> Texte source:

Considérant que si M. X fait valoir que le préfet de la Moselle a ordonné sa reconduite à la frontière après qu'il ait été informé de son intention de se marier en France, il ne ressort pas des pièces du dossier que l'arrêté attaqué ait eu pour motif déterminant l'empêchement du mariage de M. X ; que, par suite, le moyen tiré de ce que l'arrêté attaqué serait entaché d'un détournement de pouvoir doit être écarté ;

Sur la légalité de la décision distincte fixant le pays de destination :

Considérant que, dans les termes où il est rédigé, l'arrêté du 20 novembre 2003 décidant la reconduite à la frontière de M. X doit être regardé comme comportant une décision distincte par laquelle le préfet de la Moselle a décidé que l'intéressé serait éloigné à destination de l'Algérie ; que si l'intéressé soutient qu'il court des risques personnels en cas de retour en Algérie, il n'apporte pas d'élément de nature à établir la réalité de ces risques ; que, par suite, le moyen tiré de ce que la décision fixant le pays de destination serait contraire aux stipulations de l'article 3 de la convention européenne de sauvegarde des droits de l'homme et des libertés fondamentales doit être écarté ;

Considérant qu'il résulte de ce qui précède que M. X n'est pas fondé à soutenir que c'est à tort que, par le jugement attaqué, le magistrat délégué par le président du tribunal administratif de Strasbourg a rejeté sa demande ;

Sur les conclusions à fin d'injonction :

Considérant que la présente décision qui rejette la requête de M. X n'appelle aucune mesure d'exécution ; que les conclusions tendant à ce qu'il soit enjoint au préfet de la Moselle de lui délivrer un titre de séjour ne peuvent, dès lors, qu'être rejetées ;

Sur les conclusions tendant à l'application des dispositions de l'article L. 761-1 du code de justice administrative :

Considérant que les dispositions de l'article L. 761-1 du code de justice administrative font obstacle à ce que l'Etat, qui n'est pas dans la présente instance la partie perdante, soit condamné à verser à M. X la somme qu'il demande au titre des frais exposés par lui et non compris dans les dépens ;

D E C I D E :

--------------

Article 1er : La requête de M. X est rejetée.

> Matériel fourni:

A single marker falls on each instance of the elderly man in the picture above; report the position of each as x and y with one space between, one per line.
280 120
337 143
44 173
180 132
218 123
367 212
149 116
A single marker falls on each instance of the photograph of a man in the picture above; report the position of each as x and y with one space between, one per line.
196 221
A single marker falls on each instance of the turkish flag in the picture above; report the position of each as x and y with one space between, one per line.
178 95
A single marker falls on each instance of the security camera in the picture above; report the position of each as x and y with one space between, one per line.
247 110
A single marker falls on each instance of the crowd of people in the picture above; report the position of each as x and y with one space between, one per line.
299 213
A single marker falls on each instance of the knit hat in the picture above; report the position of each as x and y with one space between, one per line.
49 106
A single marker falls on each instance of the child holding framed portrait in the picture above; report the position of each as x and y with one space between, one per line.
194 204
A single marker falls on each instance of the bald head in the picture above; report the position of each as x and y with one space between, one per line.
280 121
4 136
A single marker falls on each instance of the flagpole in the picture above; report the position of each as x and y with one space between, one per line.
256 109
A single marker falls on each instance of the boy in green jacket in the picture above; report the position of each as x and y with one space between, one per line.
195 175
--
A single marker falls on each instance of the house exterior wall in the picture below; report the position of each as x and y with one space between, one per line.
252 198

> Consignes de l'exercice:
(a) Traduisez en anglais la phrase suivante du texte source : « Article 1er : La requête de M. X est rejetée. »
(b) D'après le texte source, vers quel pays le préfet de la Moselle a-t-il décidé d'éloigner M. X ?

> Réponses ci-dessous:
(a) Article 1: Mr. X's petition is dismissed.

(b) Vers l'Algérie.